Page extract:
--- START ---

3.1. Theoretical Analysis
As a new economic paradigm, the digital economy exhibits distinct characteristics compared to traditional economic models, namely, low marginal costs and economies of scale, strong integration and platform-based structures, and significant scalability. When traditional industries incorporate digital technologies, two key development trajectories emerge: (1) complementary integration, which fosters the emergence of new industrial forms, and (2) structural optimization, where digital transformation disrupts conventional production methods, enhances technological innovation, and streamlines production processes to reduce costs and improve efficiency.
The digital economy broadly encompasses two major dimensions: digital industrialization and industrial digitalization. Digital industrialization refers to the development of digital industries that support industrial digitalization through advancements in technologies, products, services, infrastructure, and integrated solutions. Industrial digitalization, on the other hand, involves the application of digital technologies and data resources to empower traditional industries, improve production efficiency, and boost output, signifying a deep integration between the digital and traditional economies.

--- END ---

Work item:
Pick up the passage on the digital economy after its last sentence and keep writing it. The records that come next are separate from the passage on the digital economy.

Data for matching plain-language descriptions to objects:
--- START ---

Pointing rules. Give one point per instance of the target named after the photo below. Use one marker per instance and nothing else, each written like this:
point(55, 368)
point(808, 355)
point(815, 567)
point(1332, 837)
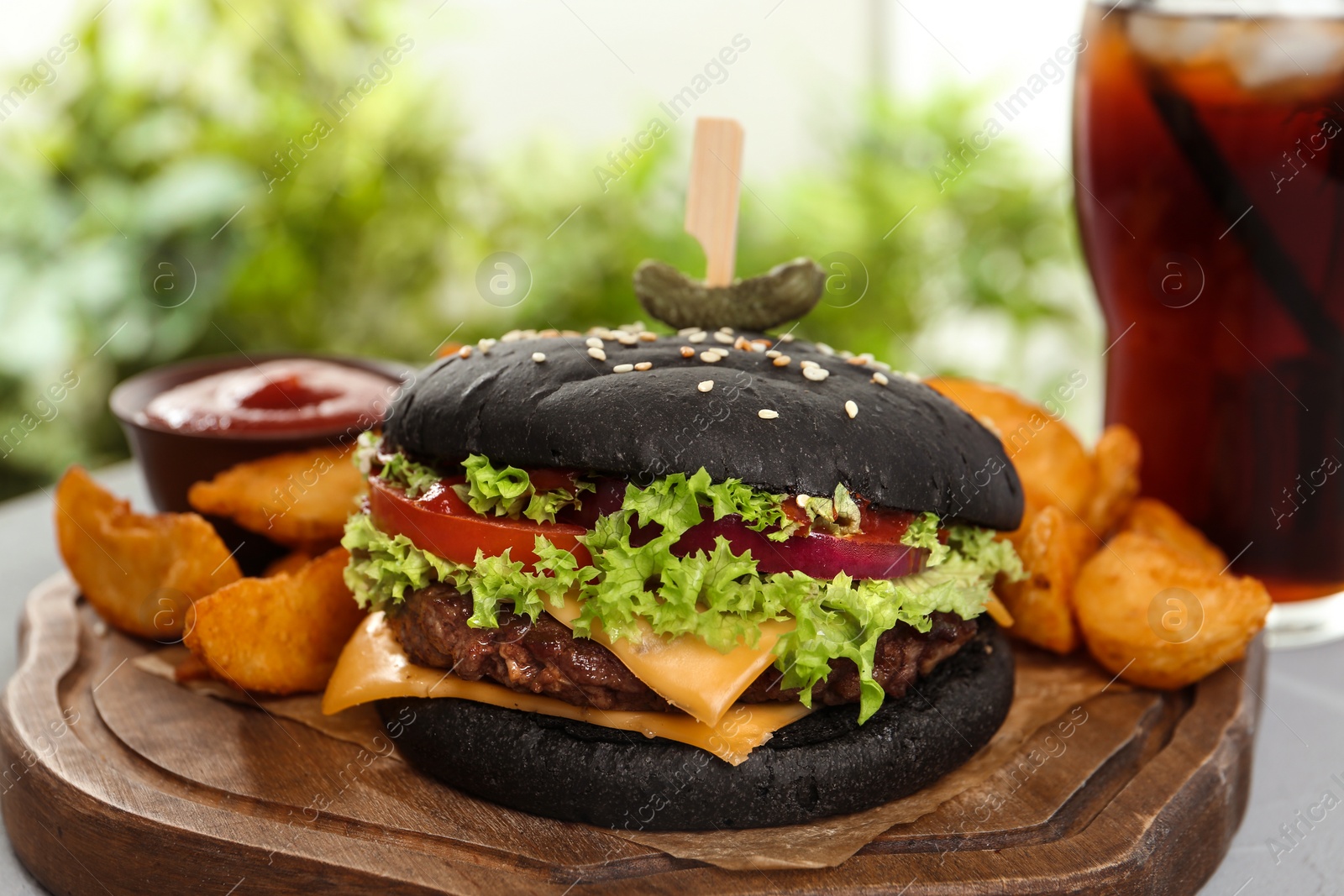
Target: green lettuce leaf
point(383, 569)
point(675, 501)
point(508, 492)
point(414, 479)
point(717, 595)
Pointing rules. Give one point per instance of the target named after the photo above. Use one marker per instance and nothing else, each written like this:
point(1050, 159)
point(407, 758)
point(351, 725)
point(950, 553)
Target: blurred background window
point(186, 177)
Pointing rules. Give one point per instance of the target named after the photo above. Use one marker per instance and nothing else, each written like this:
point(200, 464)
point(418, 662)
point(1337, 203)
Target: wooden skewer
point(711, 202)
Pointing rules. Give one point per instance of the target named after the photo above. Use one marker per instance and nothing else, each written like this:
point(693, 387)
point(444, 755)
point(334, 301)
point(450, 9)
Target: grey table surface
point(1299, 752)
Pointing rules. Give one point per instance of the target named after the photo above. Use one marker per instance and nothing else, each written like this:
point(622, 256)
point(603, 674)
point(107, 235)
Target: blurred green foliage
point(210, 176)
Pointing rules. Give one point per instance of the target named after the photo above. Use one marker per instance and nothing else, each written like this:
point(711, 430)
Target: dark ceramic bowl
point(171, 461)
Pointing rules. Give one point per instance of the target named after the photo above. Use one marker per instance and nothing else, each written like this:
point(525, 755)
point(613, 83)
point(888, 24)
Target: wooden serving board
point(118, 782)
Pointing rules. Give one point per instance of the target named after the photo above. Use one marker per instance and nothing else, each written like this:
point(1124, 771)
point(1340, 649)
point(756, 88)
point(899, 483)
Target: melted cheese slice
point(374, 667)
point(687, 672)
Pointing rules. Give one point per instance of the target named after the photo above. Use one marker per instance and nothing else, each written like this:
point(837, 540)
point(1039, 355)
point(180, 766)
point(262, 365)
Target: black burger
point(685, 582)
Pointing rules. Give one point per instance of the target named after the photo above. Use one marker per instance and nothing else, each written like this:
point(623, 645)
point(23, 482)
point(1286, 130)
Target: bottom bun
point(823, 765)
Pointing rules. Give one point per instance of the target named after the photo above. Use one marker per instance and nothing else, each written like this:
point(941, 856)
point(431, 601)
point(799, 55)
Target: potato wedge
point(1117, 457)
point(299, 500)
point(292, 562)
point(277, 636)
point(1053, 544)
point(1158, 618)
point(1152, 517)
point(139, 571)
point(1053, 464)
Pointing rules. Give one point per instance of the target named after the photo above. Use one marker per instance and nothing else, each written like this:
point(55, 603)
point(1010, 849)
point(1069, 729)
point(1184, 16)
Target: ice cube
point(1272, 50)
point(1173, 38)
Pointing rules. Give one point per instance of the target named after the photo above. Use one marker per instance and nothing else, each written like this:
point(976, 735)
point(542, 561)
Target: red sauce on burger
point(295, 394)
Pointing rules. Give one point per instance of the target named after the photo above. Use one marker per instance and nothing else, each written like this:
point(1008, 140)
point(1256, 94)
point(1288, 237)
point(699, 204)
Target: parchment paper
point(1046, 687)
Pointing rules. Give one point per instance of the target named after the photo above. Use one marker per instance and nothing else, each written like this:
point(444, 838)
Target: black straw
point(1249, 228)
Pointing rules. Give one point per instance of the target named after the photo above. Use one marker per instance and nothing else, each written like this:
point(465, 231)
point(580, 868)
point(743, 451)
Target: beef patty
point(543, 658)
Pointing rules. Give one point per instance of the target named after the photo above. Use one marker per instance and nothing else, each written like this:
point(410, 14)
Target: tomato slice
point(441, 523)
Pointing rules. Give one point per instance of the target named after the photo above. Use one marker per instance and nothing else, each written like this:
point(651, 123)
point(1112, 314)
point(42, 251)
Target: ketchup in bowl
point(277, 396)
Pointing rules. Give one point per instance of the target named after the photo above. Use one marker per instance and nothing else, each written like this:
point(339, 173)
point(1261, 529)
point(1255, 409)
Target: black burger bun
point(907, 448)
point(823, 765)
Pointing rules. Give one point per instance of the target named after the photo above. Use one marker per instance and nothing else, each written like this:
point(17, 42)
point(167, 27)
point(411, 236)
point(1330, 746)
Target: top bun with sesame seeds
point(785, 416)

--- END ---

Answer box:
The integration of the digital economy and traditional industries is reflected in several core aspects:
Digitalized Management. An increasing number of manufacturing enterprises are incorporating industrial internet systems into their operations, enabling the comprehensive collection and analysis of data across the entire production process, product lifecycle, and supply chain. This facilitates more effective decision-making, improves management efficiency, optimizes resource allocation, and reduces energy consumption.
Intelligent Manufacturing. The digital economy promotes the comprehensive analysis and integration of production elements, such as equipment, products, personnel, and tools. Real-time insights into production status and environmental changes support process optimization and the adoption of AI-driven technologies, thereby improving productivity and automation levels.
Technological Innovation. Digital transformation accelerates technological upgrading and the transition of traditional industries toward greener, lower-pollution, and lower-emission production models.
Networked Collaboration. By breaking down traditional information silos, the digital economy establishes interconnected data systems among production factors, supply chain actors, and between enterprises and society. This enables holistic coordination across production and manufacturing, thereby improving collaborative efficiency.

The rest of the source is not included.